** BEGIN MATERIAL FOR THIS EXERCISE **

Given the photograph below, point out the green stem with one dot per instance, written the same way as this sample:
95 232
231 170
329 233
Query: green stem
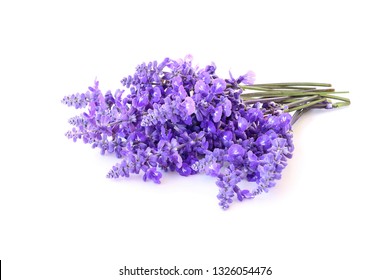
307 105
295 84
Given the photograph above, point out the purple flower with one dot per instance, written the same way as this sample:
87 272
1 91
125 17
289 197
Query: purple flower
172 116
236 150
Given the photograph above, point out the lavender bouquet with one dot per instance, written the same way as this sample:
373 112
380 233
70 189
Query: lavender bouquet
172 116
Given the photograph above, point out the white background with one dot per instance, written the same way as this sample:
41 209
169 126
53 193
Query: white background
60 218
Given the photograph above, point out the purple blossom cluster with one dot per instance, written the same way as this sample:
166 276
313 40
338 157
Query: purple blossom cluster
172 116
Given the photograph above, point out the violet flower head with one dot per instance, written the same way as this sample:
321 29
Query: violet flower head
173 116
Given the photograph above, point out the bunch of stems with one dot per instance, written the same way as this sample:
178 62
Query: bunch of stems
295 97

** END MATERIAL FOR THIS EXERCISE **

WORK REQUIRED: Rewrite all of the records above, changing every "photograph" to "image" and keeping everything else the same. Leave the pictures out of your version.

ANSWER TO THE PROBLEM:
Given the image below, point out the green stem with one dot per instance, written the same way as this sample:
95 232
231 170
329 233
Query: green stem
307 105
295 84
Given the image above, point out the purple flower with one dot per instance, written the same way as this sample:
87 272
1 91
125 17
289 197
Query: purple flower
172 116
236 150
Given the image above, point out the lavender bouquet with one dot per instance, written the same way as this sample:
373 112
380 233
70 189
Query: lavender bouquet
172 116
Given the image above, point out the white background with one dot per instance, written the same way as this sample:
41 209
169 126
53 193
Query: white background
60 218
Given the image above, point out the purple blossom cluster with one dot per instance, written the same way as this sample:
166 276
313 40
338 157
Query: purple blossom cluster
172 116
Given the image above, point out the violet flower head with one dot per instance, written the same way as this sample:
321 29
Query: violet flower head
173 116
Given the image above, point out the bunch of stems with one dot per instance, written the same way as this sample:
178 62
Query: bunch of stems
295 97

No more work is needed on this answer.